:: Study material ::
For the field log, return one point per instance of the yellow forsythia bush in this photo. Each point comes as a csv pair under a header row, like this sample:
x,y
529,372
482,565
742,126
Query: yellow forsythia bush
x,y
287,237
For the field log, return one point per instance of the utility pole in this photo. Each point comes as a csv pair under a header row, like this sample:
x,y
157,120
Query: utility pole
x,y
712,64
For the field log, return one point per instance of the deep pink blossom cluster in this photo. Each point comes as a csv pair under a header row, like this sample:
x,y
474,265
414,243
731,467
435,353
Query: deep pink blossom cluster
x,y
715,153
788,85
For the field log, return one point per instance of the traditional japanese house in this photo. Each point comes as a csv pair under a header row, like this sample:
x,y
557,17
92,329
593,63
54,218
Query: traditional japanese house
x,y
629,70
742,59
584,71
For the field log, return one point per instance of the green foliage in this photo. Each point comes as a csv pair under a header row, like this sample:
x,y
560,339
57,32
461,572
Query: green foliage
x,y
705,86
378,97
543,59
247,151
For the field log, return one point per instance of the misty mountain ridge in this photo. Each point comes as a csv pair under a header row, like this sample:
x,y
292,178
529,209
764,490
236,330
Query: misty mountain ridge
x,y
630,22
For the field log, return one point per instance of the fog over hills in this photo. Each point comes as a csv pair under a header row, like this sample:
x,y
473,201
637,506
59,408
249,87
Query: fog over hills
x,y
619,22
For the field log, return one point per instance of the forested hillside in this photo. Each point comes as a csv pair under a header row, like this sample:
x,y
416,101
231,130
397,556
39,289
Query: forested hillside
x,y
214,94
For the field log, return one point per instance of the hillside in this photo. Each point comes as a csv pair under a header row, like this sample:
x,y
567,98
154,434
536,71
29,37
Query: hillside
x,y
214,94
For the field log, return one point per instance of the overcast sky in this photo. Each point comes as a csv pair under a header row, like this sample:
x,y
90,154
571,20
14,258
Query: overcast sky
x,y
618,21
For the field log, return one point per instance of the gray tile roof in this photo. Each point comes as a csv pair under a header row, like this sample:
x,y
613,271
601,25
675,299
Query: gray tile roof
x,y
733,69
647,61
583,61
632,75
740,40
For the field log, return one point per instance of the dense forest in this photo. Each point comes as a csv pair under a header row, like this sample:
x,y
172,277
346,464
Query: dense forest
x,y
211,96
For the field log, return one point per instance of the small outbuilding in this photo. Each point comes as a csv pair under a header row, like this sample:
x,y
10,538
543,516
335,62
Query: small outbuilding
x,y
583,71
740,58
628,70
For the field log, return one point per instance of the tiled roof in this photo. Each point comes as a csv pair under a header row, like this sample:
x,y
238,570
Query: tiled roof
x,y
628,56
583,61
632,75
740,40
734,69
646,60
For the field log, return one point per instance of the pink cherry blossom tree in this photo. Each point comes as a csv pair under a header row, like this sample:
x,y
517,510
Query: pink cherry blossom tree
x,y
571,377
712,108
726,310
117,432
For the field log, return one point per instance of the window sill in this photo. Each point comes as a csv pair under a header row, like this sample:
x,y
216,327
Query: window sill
:::
**Problem requirements:**
Report the lines above that contain "sill".

**Worked solution:**
For the field log, return one point per instance of the window sill in this photo. Each point comes as a csv pair under a header row, like this sample:
Query: window sill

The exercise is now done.